- [TASK]
Only the lines from the one containing "the shoe sole" to the end of the entries should be written out, each exactly as it stands, both ends included.

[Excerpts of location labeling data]
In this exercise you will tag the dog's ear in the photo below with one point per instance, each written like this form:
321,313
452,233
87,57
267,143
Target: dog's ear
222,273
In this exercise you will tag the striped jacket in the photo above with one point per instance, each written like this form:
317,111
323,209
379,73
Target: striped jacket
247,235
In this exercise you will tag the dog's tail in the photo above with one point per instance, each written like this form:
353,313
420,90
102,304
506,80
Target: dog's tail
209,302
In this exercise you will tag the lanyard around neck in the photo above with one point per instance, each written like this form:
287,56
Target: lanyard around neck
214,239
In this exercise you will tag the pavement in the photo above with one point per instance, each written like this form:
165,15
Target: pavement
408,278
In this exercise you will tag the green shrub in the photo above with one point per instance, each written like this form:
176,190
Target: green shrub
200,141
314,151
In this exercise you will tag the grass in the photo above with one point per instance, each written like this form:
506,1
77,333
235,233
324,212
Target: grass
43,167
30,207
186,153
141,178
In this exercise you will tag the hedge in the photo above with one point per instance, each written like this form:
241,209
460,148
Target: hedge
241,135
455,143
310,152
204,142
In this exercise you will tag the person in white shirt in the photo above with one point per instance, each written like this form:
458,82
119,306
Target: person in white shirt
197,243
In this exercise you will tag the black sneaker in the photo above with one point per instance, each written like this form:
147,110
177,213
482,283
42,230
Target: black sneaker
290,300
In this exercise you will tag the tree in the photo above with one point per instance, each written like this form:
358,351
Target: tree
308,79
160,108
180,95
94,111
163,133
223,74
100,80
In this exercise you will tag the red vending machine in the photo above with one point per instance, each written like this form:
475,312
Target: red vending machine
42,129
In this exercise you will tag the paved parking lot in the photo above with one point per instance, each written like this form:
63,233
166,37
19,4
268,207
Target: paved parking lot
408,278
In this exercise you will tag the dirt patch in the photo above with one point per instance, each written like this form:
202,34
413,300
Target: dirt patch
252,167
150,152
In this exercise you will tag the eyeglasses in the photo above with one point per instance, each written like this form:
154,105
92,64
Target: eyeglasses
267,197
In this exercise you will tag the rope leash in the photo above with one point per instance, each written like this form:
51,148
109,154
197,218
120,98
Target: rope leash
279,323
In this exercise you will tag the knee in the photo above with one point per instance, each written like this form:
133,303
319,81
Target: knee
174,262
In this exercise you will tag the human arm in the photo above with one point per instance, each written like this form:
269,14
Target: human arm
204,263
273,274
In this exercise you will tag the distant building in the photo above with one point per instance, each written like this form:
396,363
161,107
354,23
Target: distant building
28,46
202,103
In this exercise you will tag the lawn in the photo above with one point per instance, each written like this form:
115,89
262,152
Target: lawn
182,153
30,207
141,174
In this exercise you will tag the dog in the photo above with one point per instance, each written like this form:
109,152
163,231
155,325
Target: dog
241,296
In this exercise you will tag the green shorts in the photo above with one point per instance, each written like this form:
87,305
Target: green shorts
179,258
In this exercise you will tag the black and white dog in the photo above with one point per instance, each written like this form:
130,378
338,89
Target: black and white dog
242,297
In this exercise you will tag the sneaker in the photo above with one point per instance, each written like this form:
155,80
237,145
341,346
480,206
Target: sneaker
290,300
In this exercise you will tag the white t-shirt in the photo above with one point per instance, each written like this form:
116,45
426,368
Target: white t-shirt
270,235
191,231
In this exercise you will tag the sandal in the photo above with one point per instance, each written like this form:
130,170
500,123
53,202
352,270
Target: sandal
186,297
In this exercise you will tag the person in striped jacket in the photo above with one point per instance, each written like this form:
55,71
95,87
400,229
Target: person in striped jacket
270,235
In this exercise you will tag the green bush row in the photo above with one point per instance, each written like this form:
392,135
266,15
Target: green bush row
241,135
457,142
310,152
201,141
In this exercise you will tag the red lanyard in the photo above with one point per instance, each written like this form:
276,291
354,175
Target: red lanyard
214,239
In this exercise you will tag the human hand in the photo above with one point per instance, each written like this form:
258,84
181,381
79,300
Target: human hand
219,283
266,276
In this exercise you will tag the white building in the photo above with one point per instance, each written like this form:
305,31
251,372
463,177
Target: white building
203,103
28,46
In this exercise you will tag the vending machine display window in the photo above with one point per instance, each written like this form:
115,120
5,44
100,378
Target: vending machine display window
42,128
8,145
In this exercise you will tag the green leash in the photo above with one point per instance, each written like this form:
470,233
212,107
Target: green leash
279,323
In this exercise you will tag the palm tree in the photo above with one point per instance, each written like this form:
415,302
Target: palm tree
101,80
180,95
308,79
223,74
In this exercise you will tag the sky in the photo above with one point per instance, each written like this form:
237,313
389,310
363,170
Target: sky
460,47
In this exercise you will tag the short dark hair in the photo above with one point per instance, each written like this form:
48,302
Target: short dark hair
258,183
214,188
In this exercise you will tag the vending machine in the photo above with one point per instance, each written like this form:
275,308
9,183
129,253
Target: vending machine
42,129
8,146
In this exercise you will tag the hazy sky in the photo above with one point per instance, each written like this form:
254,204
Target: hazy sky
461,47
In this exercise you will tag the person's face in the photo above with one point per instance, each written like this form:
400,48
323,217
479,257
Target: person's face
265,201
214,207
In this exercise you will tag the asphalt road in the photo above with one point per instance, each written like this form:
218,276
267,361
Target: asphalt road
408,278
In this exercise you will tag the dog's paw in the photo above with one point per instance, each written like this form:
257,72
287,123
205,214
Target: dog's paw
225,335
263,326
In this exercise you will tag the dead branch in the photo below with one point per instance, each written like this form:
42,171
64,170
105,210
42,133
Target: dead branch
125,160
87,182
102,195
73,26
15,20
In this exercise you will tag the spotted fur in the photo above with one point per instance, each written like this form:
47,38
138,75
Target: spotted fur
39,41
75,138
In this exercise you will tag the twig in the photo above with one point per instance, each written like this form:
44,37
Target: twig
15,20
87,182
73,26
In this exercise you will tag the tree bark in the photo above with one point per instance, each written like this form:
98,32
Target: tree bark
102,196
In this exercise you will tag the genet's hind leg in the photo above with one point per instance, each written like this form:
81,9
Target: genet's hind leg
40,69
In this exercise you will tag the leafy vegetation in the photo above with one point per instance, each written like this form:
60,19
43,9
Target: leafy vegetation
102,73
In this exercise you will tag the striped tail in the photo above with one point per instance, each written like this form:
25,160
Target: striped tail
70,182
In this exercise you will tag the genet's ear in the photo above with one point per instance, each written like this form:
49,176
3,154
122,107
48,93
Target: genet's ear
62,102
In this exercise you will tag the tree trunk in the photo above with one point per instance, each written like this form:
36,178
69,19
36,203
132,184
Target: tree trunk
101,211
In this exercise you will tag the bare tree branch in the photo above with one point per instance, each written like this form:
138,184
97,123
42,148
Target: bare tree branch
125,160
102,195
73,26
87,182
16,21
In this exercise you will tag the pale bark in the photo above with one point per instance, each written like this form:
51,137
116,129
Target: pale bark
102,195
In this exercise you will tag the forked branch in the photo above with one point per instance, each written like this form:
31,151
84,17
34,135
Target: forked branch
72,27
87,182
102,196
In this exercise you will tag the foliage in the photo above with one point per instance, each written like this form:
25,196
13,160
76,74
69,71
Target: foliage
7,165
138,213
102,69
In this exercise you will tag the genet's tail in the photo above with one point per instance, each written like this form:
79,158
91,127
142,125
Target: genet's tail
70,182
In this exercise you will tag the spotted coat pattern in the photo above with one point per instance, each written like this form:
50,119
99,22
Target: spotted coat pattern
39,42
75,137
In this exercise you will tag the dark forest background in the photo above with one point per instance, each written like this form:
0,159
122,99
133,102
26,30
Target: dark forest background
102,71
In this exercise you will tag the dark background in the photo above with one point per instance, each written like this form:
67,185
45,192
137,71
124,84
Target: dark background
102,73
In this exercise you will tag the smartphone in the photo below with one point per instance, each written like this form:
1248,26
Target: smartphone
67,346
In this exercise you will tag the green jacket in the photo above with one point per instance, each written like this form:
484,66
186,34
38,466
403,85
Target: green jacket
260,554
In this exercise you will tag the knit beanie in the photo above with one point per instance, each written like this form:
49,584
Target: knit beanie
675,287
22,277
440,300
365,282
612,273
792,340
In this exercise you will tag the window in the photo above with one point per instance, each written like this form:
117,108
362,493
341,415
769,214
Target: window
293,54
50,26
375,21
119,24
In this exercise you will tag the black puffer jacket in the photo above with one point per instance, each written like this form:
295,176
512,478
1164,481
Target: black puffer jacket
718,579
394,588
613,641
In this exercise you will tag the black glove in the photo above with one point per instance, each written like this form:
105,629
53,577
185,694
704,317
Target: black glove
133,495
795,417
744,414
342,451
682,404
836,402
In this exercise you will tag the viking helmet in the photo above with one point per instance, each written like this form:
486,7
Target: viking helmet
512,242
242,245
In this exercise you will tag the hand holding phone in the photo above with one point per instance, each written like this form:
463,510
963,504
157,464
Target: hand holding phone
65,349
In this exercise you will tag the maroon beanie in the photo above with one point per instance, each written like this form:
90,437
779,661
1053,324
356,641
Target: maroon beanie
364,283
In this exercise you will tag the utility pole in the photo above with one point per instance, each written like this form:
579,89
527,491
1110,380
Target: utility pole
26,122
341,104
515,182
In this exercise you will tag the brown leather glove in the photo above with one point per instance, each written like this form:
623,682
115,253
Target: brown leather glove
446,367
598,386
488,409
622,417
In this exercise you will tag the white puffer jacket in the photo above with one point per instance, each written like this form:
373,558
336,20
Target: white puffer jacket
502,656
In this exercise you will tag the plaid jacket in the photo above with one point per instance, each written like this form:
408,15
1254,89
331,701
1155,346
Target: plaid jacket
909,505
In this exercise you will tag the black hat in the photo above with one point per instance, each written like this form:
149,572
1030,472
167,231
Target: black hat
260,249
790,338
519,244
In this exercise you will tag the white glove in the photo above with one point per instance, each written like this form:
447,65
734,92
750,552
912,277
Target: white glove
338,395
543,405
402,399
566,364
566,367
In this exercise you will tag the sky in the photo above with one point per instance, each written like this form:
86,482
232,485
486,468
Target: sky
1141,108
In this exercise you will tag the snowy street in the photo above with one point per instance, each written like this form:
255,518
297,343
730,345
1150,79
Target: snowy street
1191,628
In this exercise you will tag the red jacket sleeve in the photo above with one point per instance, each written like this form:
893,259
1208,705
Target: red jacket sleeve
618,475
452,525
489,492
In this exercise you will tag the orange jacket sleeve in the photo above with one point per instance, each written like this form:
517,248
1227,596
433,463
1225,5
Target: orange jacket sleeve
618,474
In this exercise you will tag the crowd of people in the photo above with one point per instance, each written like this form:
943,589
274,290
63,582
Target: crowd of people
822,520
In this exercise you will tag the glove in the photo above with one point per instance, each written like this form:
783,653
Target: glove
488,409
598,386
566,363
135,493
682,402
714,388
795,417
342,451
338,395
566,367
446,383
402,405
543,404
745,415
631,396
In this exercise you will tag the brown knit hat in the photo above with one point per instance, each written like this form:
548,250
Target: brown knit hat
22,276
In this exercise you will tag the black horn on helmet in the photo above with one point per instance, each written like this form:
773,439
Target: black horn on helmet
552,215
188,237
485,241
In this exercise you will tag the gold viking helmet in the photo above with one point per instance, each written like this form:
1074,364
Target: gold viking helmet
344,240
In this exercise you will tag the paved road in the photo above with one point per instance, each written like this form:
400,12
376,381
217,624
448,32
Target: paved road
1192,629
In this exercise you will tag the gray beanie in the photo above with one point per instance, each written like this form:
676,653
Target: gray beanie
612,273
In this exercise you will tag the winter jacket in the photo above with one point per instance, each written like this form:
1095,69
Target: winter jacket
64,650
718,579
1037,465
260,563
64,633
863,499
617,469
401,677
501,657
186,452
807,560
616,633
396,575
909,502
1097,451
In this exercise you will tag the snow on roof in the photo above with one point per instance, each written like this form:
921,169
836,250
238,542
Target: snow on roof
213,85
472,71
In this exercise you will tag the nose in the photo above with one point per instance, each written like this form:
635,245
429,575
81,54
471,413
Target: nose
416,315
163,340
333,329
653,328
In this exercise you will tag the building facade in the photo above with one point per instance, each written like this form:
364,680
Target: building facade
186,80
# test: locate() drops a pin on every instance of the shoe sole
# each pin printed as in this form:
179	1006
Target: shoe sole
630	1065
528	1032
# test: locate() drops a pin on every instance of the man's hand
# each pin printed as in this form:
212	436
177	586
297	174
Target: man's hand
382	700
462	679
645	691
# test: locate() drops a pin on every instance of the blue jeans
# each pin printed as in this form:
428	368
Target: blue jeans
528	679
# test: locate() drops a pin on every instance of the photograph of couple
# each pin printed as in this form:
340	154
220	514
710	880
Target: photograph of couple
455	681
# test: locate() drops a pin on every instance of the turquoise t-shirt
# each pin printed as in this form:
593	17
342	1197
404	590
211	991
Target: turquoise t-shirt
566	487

- [OUTPUT FOR THIS EXERCISE]
# test: locate() drops a pin on every instance of the shoe sole
# each pin printed as in this form:
179	1006
Target: shoe sole
630	1065
528	1032
# test: locate() drops a pin on every instance of the man's hand
# each pin printed as in this form:
212	436
177	586
297	174
Target: man's hand
382	700
462	679
645	691
# test: locate() drops a pin on every instance of the blue jeans
# each pin printed as in this form:
428	368
Target: blue jeans
528	679
# test: locate() drops a pin on every instance of the photograph of couple
# each pin printed as in this form:
340	154
220	514
710	880
Target: photograph of couple
455	681
# test: locate() drops a pin on every instance of the turquoise t-shirt
# each pin printed as in this form:
593	17
342	1197
404	590
211	991
Target: turquoise t-shirt
566	487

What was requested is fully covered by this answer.